Excerpts of pointing data:
▬▬▬

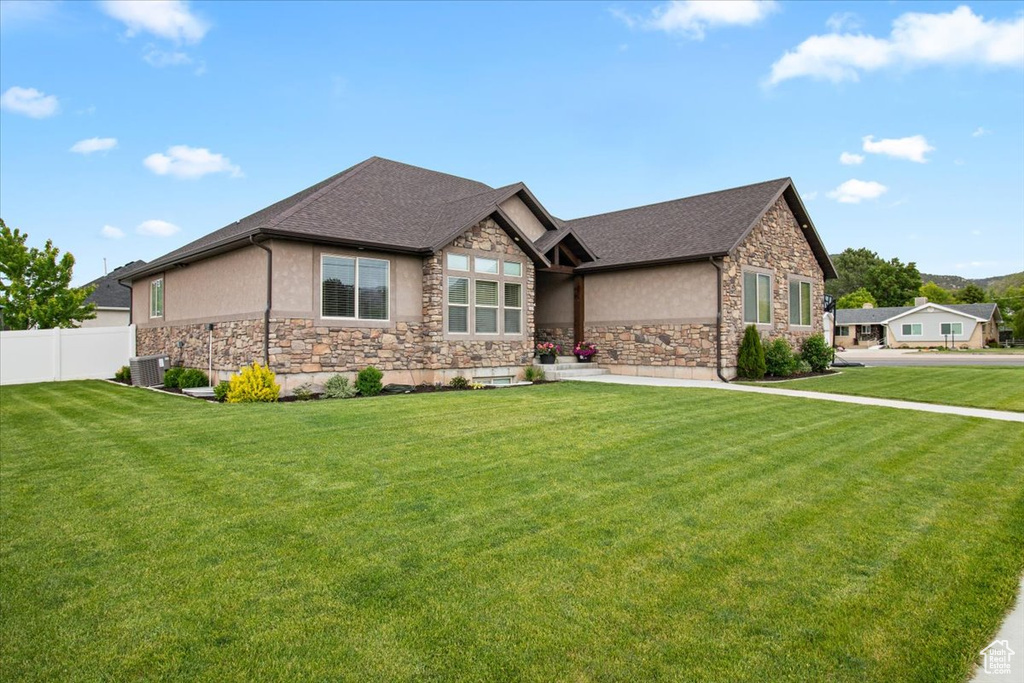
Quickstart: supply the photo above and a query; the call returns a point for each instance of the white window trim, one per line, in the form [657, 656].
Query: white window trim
[152, 284]
[498, 308]
[800, 299]
[356, 291]
[757, 307]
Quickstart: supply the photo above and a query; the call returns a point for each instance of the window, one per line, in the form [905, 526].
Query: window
[354, 288]
[459, 304]
[157, 298]
[486, 307]
[757, 298]
[513, 308]
[458, 262]
[488, 265]
[800, 302]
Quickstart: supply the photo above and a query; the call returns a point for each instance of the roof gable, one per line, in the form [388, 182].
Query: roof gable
[690, 228]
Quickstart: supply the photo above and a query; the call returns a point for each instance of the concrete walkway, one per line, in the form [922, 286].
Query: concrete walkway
[819, 395]
[1013, 633]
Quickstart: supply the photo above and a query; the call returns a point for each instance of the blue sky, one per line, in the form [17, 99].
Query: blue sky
[184, 117]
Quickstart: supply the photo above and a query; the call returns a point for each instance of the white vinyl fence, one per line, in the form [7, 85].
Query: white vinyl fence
[52, 355]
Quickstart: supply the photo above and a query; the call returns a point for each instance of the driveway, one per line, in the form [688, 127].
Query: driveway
[892, 356]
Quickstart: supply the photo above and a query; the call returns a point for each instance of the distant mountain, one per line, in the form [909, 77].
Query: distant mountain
[996, 283]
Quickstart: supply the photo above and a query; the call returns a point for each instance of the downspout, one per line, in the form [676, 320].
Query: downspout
[131, 300]
[718, 323]
[269, 299]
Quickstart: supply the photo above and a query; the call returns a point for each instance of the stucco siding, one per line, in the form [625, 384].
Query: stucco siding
[523, 217]
[679, 293]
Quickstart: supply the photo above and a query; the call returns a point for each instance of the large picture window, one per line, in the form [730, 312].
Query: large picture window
[354, 288]
[757, 298]
[800, 302]
[157, 298]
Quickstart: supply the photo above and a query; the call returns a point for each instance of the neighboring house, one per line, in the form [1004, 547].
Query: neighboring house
[921, 326]
[112, 298]
[428, 275]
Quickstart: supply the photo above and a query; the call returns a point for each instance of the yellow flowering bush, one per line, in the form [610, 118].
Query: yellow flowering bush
[255, 384]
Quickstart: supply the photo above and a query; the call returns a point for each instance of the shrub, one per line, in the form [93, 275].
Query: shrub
[817, 353]
[778, 358]
[303, 392]
[338, 387]
[532, 374]
[751, 365]
[220, 391]
[255, 384]
[192, 378]
[171, 377]
[369, 381]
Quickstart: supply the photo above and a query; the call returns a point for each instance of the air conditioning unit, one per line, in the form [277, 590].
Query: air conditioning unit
[148, 370]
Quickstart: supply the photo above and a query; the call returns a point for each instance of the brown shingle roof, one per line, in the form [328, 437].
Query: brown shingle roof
[688, 228]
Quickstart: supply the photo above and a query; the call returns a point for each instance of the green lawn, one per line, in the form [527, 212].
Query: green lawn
[996, 388]
[566, 531]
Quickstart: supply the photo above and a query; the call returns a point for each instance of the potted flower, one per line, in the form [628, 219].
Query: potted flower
[548, 351]
[584, 351]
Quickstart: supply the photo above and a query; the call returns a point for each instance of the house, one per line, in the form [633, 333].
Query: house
[428, 275]
[921, 326]
[112, 298]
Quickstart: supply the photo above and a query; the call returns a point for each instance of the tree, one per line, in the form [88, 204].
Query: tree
[972, 294]
[936, 294]
[852, 266]
[856, 299]
[35, 286]
[893, 284]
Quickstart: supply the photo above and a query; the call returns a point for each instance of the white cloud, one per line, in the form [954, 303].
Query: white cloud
[692, 17]
[855, 191]
[184, 162]
[911, 148]
[161, 58]
[29, 101]
[157, 228]
[166, 18]
[92, 144]
[844, 22]
[916, 39]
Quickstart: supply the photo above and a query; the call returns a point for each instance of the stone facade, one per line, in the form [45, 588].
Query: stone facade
[775, 246]
[654, 345]
[302, 350]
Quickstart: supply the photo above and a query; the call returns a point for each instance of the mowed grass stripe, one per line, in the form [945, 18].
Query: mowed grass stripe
[560, 531]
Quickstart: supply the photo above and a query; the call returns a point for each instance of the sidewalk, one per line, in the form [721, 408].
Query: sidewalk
[836, 397]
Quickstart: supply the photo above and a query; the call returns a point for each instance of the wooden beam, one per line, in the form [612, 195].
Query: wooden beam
[579, 305]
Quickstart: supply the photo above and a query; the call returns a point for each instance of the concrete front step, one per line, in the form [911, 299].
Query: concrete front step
[572, 373]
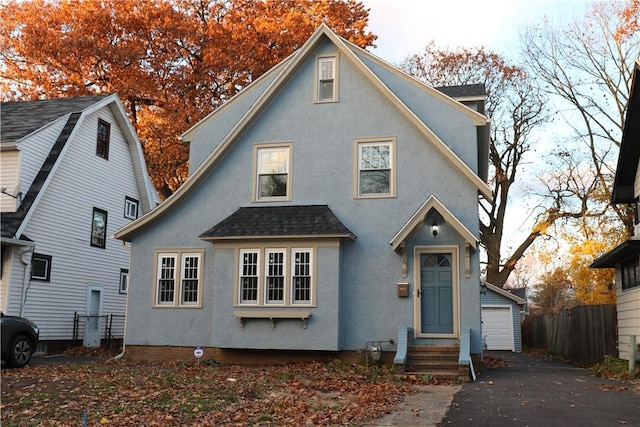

▬▬▬

The exercise:
Show every line of the records above that contains the word "siding".

Response below:
Quickstart: supply the photo above and a query; the call returns a point for each instance of the stucco siding, one per line, in the form [625, 384].
Query: stucco siding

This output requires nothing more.